→ **Your objective**:
Copy the records verbatim, from their beginning through the line containing "M 218 154 L", inclusive. Omit the pictures from your reply.
--- START OF Dataset records ---
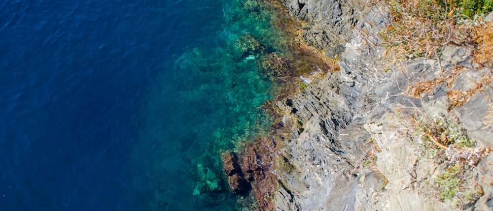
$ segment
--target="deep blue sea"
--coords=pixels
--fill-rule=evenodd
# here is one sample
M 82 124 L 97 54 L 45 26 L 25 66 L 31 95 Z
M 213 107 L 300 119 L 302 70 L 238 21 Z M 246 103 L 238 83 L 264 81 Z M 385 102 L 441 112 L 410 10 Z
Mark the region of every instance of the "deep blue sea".
M 218 154 L 271 123 L 253 1 L 0 1 L 0 210 L 245 209 Z

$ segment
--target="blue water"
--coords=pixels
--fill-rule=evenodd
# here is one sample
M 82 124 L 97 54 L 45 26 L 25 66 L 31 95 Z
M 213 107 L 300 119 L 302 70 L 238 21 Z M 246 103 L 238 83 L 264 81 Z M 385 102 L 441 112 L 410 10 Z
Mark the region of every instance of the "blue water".
M 276 36 L 245 1 L 1 1 L 0 210 L 249 204 L 218 154 L 267 132 L 277 91 L 231 56 Z

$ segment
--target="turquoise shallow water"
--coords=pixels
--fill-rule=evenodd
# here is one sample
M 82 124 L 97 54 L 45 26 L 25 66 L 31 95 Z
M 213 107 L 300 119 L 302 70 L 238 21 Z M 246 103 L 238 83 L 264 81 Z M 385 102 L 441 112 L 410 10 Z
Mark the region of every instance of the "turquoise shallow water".
M 255 2 L 0 1 L 0 210 L 248 210 L 219 154 L 268 132 L 286 53 Z
M 274 11 L 254 1 L 224 1 L 200 44 L 165 62 L 141 114 L 145 127 L 134 148 L 133 184 L 153 210 L 249 210 L 229 193 L 220 153 L 266 135 L 272 120 L 262 108 L 280 85 L 258 60 L 284 36 Z

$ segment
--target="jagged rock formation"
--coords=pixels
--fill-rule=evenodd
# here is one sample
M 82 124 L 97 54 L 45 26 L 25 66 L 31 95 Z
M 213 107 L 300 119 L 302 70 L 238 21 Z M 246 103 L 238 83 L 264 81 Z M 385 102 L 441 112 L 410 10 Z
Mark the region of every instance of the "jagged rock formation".
M 493 123 L 483 121 L 491 114 L 493 121 L 491 67 L 475 64 L 470 49 L 446 46 L 439 60 L 388 68 L 378 45 L 378 32 L 387 24 L 379 5 L 282 1 L 301 22 L 305 43 L 338 58 L 340 71 L 303 80 L 309 84 L 301 93 L 275 103 L 282 117 L 276 127 L 289 135 L 260 139 L 239 158 L 238 175 L 251 183 L 261 210 L 493 210 L 493 155 L 488 155 Z M 259 64 L 281 75 L 289 67 L 276 56 Z M 464 153 L 452 145 L 436 148 L 447 160 L 429 156 L 423 146 L 433 144 L 415 135 L 417 116 L 444 117 L 478 146 Z M 463 162 L 473 153 L 484 157 L 461 173 L 461 184 L 437 182 L 450 171 L 444 163 Z M 228 170 L 235 169 L 229 163 L 231 178 L 235 174 L 228 172 L 240 170 Z M 452 190 L 448 201 L 439 192 L 459 187 L 472 190 Z
M 454 107 L 447 95 L 471 89 L 483 78 L 479 76 L 491 75 L 491 69 L 475 66 L 467 49 L 449 46 L 440 62 L 415 60 L 384 72 L 385 49 L 374 44 L 386 23 L 385 12 L 364 3 L 284 2 L 291 15 L 304 22 L 302 36 L 309 45 L 328 57 L 339 55 L 341 71 L 315 79 L 302 93 L 277 103 L 291 137 L 283 140 L 278 159 L 275 210 L 493 209 L 491 155 L 468 172 L 472 182 L 464 184 L 481 186 L 483 196 L 469 196 L 469 204 L 444 202 L 425 184 L 443 173 L 443 165 L 420 157 L 421 150 L 409 138 L 414 127 L 409 117 L 420 111 L 457 117 L 459 126 L 481 146 L 493 145 L 491 125 L 479 120 L 488 112 L 493 84 L 461 106 Z M 422 97 L 413 97 L 407 90 L 417 81 L 438 80 L 441 68 L 458 65 L 466 73 L 452 88 L 444 82 Z M 465 204 L 453 204 L 461 203 Z

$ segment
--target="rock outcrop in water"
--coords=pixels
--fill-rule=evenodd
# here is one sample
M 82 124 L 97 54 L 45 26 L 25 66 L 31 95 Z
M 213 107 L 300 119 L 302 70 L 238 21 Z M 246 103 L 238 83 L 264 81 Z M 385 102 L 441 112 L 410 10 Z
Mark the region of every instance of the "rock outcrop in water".
M 412 60 L 384 71 L 388 61 L 377 34 L 387 20 L 378 5 L 283 1 L 303 23 L 305 42 L 339 58 L 340 71 L 314 77 L 301 93 L 275 103 L 286 138 L 247 147 L 240 165 L 261 210 L 493 210 L 493 133 L 483 121 L 493 107 L 491 68 L 475 64 L 470 49 L 449 46 L 440 60 Z M 411 88 L 423 82 L 434 87 L 414 94 Z M 456 90 L 470 93 L 468 100 L 457 99 Z M 458 151 L 422 142 L 431 136 L 423 132 L 431 126 L 427 119 L 471 145 Z M 471 159 L 475 163 L 464 163 Z M 454 172 L 458 166 L 468 170 Z

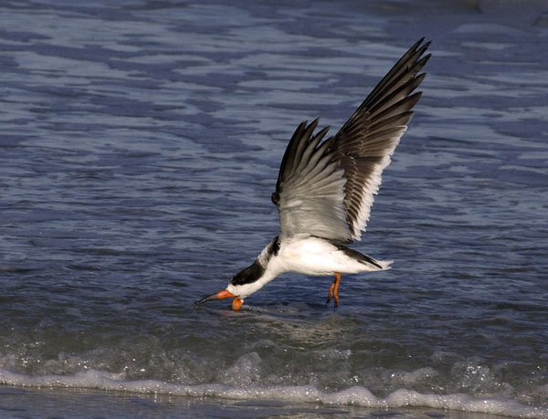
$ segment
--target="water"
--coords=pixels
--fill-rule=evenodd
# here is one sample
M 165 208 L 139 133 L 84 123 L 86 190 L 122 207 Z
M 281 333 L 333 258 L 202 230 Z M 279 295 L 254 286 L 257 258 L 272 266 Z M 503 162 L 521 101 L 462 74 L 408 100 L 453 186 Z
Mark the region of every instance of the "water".
M 0 415 L 548 417 L 547 10 L 3 3 Z M 297 125 L 335 131 L 423 36 L 354 246 L 393 269 L 337 312 L 293 274 L 195 309 L 277 235 Z

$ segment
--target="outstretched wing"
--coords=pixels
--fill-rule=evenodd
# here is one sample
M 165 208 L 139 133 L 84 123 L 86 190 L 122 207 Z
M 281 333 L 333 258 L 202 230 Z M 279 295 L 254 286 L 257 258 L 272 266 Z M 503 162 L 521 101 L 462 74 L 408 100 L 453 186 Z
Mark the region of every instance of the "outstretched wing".
M 381 183 L 421 93 L 418 71 L 429 43 L 415 44 L 373 89 L 334 137 L 321 143 L 318 120 L 302 122 L 283 156 L 272 201 L 281 236 L 316 236 L 338 243 L 360 239 Z M 281 238 L 281 237 L 280 237 Z

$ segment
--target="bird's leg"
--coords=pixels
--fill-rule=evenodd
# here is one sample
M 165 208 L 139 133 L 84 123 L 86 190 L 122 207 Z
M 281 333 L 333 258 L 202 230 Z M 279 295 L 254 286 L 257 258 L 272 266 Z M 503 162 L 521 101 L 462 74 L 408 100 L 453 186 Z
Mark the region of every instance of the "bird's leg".
M 335 309 L 337 309 L 337 307 L 339 307 L 339 284 L 341 284 L 341 274 L 339 272 L 333 272 L 333 275 L 335 276 L 335 279 L 329 288 L 325 305 L 327 306 L 332 299 L 335 299 Z

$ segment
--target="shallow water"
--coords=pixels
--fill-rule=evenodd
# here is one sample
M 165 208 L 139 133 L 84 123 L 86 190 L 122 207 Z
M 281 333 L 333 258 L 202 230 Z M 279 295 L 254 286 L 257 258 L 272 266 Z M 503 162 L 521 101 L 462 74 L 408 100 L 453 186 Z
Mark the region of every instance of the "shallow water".
M 548 417 L 548 8 L 439 3 L 4 3 L 0 382 L 189 416 Z M 331 278 L 294 274 L 195 309 L 277 235 L 297 125 L 335 131 L 423 36 L 354 246 L 393 268 L 343 277 L 337 312 Z

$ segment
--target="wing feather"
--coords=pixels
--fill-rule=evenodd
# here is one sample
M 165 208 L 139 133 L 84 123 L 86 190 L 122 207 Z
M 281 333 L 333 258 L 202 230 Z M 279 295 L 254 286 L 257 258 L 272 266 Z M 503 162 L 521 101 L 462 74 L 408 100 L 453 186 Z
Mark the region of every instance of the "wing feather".
M 361 238 L 381 174 L 390 162 L 425 78 L 429 43 L 416 42 L 388 71 L 334 137 L 301 122 L 286 149 L 272 201 L 280 239 L 316 236 L 334 243 Z

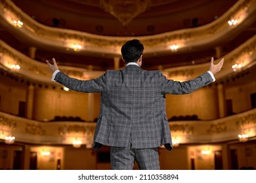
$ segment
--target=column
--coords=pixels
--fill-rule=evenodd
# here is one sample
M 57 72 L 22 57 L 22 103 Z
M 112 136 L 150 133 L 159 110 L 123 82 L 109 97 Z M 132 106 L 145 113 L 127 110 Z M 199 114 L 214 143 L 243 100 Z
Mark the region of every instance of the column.
M 30 58 L 31 58 L 32 59 L 35 59 L 36 50 L 37 50 L 37 48 L 33 47 L 33 46 L 30 46 L 28 48 L 28 54 L 29 54 Z
M 114 69 L 118 70 L 119 69 L 119 61 L 120 58 L 119 57 L 114 58 Z
M 217 85 L 217 90 L 218 90 L 219 118 L 223 118 L 226 116 L 225 115 L 226 99 L 225 99 L 224 87 L 223 84 L 219 84 Z
M 217 58 L 219 58 L 221 57 L 223 54 L 223 47 L 217 46 L 215 47 L 215 51 L 216 51 L 216 56 Z
M 30 85 L 27 93 L 27 118 L 32 119 L 33 117 L 33 103 L 34 95 L 34 86 Z
M 24 145 L 23 146 L 24 152 L 24 165 L 23 168 L 24 170 L 30 169 L 30 146 L 28 145 Z
M 88 120 L 93 121 L 93 110 L 94 110 L 94 93 L 88 93 Z

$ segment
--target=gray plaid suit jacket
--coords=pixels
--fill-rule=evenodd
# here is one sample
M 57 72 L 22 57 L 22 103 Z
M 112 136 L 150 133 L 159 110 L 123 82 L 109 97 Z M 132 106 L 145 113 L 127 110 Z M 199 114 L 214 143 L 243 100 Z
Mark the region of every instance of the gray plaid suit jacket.
M 172 142 L 165 113 L 165 94 L 189 93 L 211 82 L 208 73 L 187 82 L 167 80 L 159 71 L 137 65 L 108 70 L 96 79 L 79 80 L 62 72 L 55 80 L 70 90 L 101 93 L 94 148 L 102 144 L 134 148 L 158 147 L 171 150 Z M 98 146 L 99 145 L 99 146 Z

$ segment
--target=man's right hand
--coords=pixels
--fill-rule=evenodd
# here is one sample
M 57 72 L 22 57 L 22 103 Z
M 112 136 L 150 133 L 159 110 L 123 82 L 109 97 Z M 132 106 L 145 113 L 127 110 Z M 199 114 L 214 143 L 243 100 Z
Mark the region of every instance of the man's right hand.
M 224 62 L 224 58 L 223 58 L 217 64 L 213 64 L 213 58 L 211 58 L 211 66 L 210 71 L 214 75 L 221 71 L 221 67 L 223 67 Z
M 53 73 L 56 70 L 58 70 L 58 67 L 57 65 L 57 63 L 56 63 L 56 60 L 54 58 L 53 58 L 53 64 L 51 64 L 48 60 L 46 60 L 48 67 Z

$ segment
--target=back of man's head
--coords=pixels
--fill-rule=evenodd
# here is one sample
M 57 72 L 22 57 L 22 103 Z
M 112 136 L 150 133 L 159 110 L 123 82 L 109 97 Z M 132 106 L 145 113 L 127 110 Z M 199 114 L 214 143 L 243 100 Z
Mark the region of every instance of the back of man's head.
M 133 39 L 126 42 L 121 48 L 123 59 L 126 63 L 137 62 L 142 54 L 144 46 L 138 39 Z

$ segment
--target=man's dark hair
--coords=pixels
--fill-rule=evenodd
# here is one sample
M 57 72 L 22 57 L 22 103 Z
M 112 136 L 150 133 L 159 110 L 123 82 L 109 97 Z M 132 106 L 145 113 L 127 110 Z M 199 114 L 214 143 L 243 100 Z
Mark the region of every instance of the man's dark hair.
M 121 48 L 121 53 L 126 63 L 137 62 L 142 54 L 144 46 L 138 39 L 126 42 Z

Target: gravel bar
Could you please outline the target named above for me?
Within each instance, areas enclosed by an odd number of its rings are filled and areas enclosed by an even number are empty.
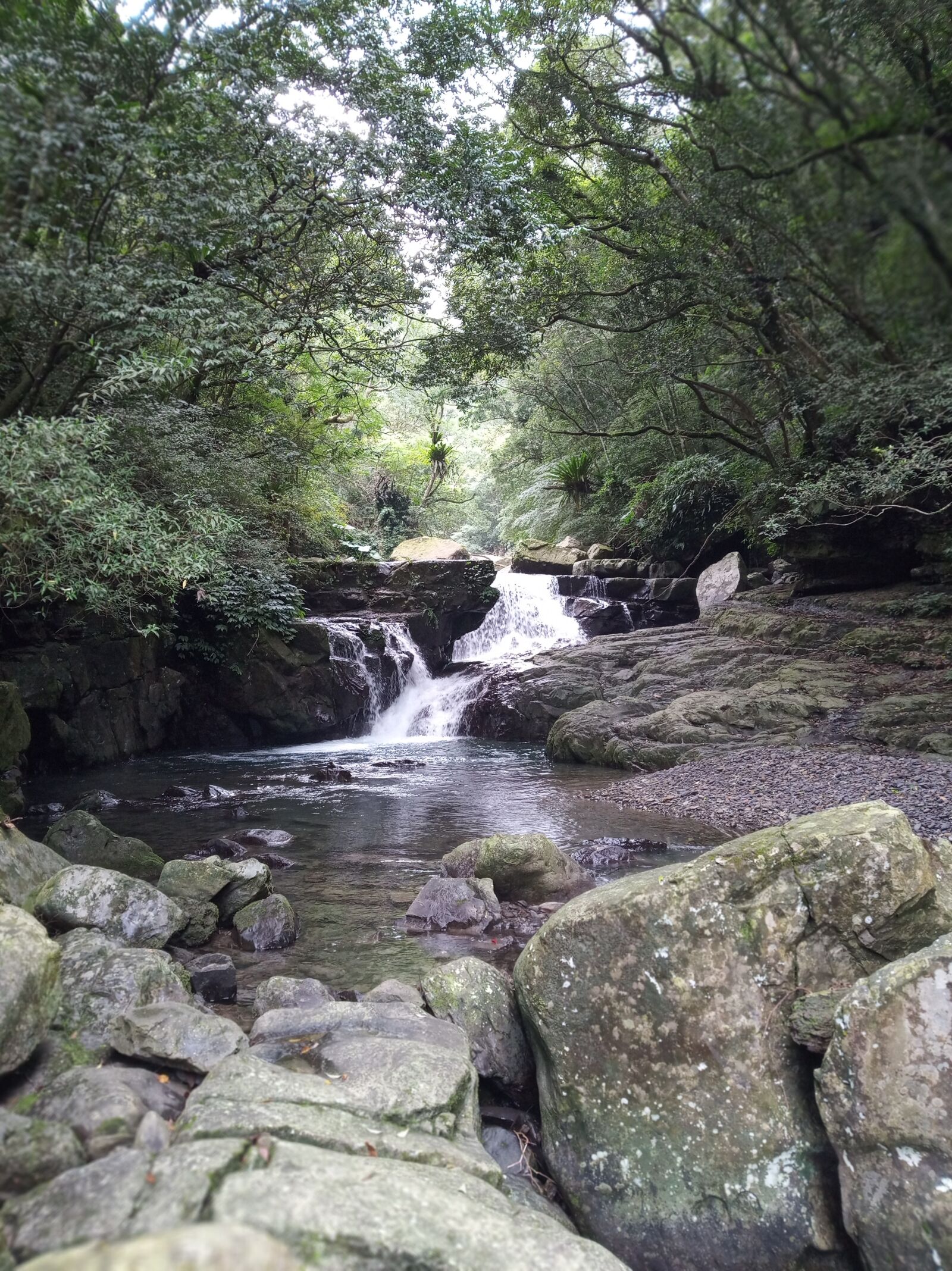
[[[721,750],[677,768],[614,782],[591,797],[690,817],[731,835],[881,798],[901,808],[918,834],[952,834],[952,763],[836,746]]]

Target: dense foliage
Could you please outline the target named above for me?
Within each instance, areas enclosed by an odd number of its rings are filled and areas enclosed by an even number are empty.
[[[289,555],[413,533],[948,525],[939,0],[13,0],[0,46],[8,611],[216,656]]]

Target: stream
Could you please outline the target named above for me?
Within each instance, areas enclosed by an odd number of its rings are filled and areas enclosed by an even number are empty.
[[[165,858],[249,829],[290,834],[287,844],[272,849],[292,862],[291,868],[275,871],[275,890],[297,911],[297,942],[275,952],[244,953],[229,932],[220,932],[210,946],[234,957],[239,1003],[247,1003],[254,985],[271,975],[310,975],[338,990],[366,991],[389,976],[416,981],[435,960],[465,953],[511,966],[519,949],[508,937],[421,937],[403,929],[407,906],[450,848],[482,835],[529,831],[547,834],[569,850],[604,838],[669,844],[667,850],[632,854],[627,868],[644,869],[689,859],[698,846],[718,839],[699,825],[585,797],[616,780],[616,769],[555,765],[538,745],[455,735],[487,667],[583,638],[566,616],[554,580],[501,574],[500,583],[502,600],[487,622],[458,642],[456,658],[464,666],[454,674],[431,675],[405,629],[384,624],[388,641],[414,656],[397,700],[369,722],[366,736],[221,754],[147,755],[94,774],[39,777],[31,783],[31,799],[69,807],[92,787],[107,789],[122,802],[102,815],[105,824],[144,839]],[[339,649],[346,656],[346,642]],[[308,780],[310,771],[328,763],[350,770],[352,780]],[[217,785],[234,797],[196,803],[164,796],[172,785],[196,791]],[[42,836],[44,824],[27,817],[24,830]]]

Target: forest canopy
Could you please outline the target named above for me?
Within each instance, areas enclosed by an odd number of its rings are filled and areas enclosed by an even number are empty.
[[[0,94],[9,613],[949,521],[934,0],[14,0]]]

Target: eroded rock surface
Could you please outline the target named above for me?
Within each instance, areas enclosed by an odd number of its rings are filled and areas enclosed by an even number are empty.
[[[947,930],[937,882],[905,816],[868,803],[564,905],[516,986],[547,1158],[580,1228],[677,1271],[833,1256],[829,1144],[792,1002]]]

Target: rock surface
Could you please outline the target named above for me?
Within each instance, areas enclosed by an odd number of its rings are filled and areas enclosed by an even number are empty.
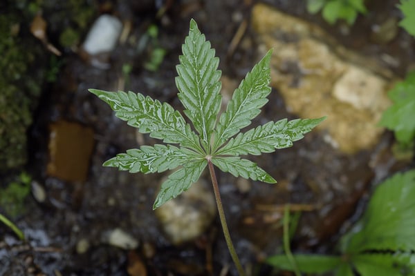
[[[268,6],[255,6],[252,23],[264,51],[274,48],[272,86],[288,111],[303,118],[327,116],[318,128],[343,152],[376,144],[383,130],[377,124],[390,104],[390,72],[344,49],[319,27]]]
[[[122,23],[117,17],[102,14],[94,22],[84,42],[84,50],[94,55],[114,50]]]
[[[216,203],[205,181],[190,188],[156,209],[156,215],[172,244],[191,241],[206,230],[216,214]]]
[[[104,235],[104,241],[125,250],[136,249],[138,241],[120,228],[113,229]]]
[[[93,130],[59,121],[50,125],[48,175],[67,181],[86,179],[94,145]]]

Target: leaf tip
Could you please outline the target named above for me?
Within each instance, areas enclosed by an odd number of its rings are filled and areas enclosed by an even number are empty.
[[[190,19],[190,30],[197,29],[197,23],[194,19]]]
--- END OF Dataset records ---
→ **Response for this exercise**:
$ segment
--target="deep blue sea"
--coords=pixels
--fill-rule=evenodd
# here is one sample
M 82 124 L 97 54 L 45 26 L 25 66 L 31 95 Z
M 213 107 L 300 119 L 302 70 L 238 21 Z M 246 103 L 238 83 L 264 81 Z M 385 102 L 441 112 L 410 10 Z
Mark the region of every instance of the "deep blue sea".
M 218 154 L 271 123 L 253 1 L 0 1 L 0 210 L 245 209 Z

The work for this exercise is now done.